═══ Records shown

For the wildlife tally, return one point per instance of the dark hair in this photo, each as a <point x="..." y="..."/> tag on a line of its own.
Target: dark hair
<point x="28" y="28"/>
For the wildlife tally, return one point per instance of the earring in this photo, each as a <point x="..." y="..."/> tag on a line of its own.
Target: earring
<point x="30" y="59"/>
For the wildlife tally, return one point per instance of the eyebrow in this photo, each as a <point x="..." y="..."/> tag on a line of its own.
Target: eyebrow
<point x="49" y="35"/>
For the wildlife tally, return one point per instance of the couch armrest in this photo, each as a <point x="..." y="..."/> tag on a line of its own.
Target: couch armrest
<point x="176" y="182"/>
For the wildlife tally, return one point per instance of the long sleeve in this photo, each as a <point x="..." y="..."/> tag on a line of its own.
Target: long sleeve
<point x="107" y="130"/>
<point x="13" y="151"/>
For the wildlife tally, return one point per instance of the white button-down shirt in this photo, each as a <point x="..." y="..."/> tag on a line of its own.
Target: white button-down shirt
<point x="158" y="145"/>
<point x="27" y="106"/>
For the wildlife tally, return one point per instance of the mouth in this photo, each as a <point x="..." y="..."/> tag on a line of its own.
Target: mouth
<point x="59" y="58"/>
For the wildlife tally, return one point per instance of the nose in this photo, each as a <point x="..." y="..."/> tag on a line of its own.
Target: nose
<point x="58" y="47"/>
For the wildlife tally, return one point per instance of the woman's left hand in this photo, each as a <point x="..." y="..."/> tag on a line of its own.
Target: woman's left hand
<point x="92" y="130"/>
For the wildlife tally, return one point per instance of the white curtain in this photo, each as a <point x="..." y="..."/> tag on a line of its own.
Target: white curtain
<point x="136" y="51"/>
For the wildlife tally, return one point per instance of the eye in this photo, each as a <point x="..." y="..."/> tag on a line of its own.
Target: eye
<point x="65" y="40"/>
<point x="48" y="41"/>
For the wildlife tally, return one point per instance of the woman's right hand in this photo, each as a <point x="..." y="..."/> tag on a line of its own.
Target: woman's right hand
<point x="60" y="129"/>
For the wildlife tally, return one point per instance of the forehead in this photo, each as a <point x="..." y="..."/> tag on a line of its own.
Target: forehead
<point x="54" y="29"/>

══════

### Task to carry out:
Put down all the data once more, exactly as it appears above.

### Expected output:
For the wildlife tally, return one point per instance of the dark hair in this photo, each as a <point x="..." y="..."/> tag on a line of its own.
Target: dark hair
<point x="28" y="28"/>
For the wildlife tally, return one point per instance of the earring in this photo, each as a <point x="..." y="..."/> tag on a line of its own.
Target: earring
<point x="30" y="59"/>
For the wildlife tally, return one point per instance of the eyebrow in this photo, each as a <point x="..." y="..."/> tag on a line of its own.
Target: eyebrow
<point x="49" y="35"/>
For the wildlife tally, return one point per instance of the couch armrest in this photo, each as a <point x="..." y="..."/> tag on a line of its own.
Target: couch armrest
<point x="176" y="182"/>
For the wildlife tally, return one point per instance of the long sleeve in this photo, each as a <point x="..." y="..."/> tag on a line of its own.
Target: long sleeve
<point x="107" y="130"/>
<point x="13" y="151"/>
For the wildlife tally, return one point per instance of the white button-down shirt in this photo, each as a <point x="..." y="..."/> tag on a line of its own.
Target: white button-down shirt
<point x="158" y="145"/>
<point x="27" y="106"/>
For the wildlife tally, return one point per instance of the mouth in this photo, each as a <point x="..." y="..."/> tag on a line of its own.
Target: mouth
<point x="59" y="58"/>
For the wildlife tally, return one point per instance of the nose in this photo, each as a <point x="..." y="..."/> tag on a line of its own.
Target: nose
<point x="58" y="47"/>
For the wildlife tally, return one point per instance of the woman's left hand in this photo, each as a <point x="..." y="..."/> tag on a line of its own.
Target: woman's left hand
<point x="92" y="130"/>
For the wildlife tally, return one point per instance of the white curtain in this photo, each as a <point x="..." y="..."/> tag on a line of its own.
Target: white curtain
<point x="136" y="51"/>
For the wildlife tally, return one point per instance of the eye in this photo, each as a <point x="..." y="..."/> tag on a line of its own.
Target: eye
<point x="65" y="40"/>
<point x="48" y="41"/>
For the wildlife tally, return one point per instance of the woman's right hand in this photo, each as a <point x="..." y="..."/> tag on a line of its own.
Target: woman's right hand
<point x="60" y="129"/>
For the wildlife tally, return one point per instance of the forehead in this photo, each as a <point x="..." y="..."/> tag on a line of its own.
Target: forehead
<point x="54" y="29"/>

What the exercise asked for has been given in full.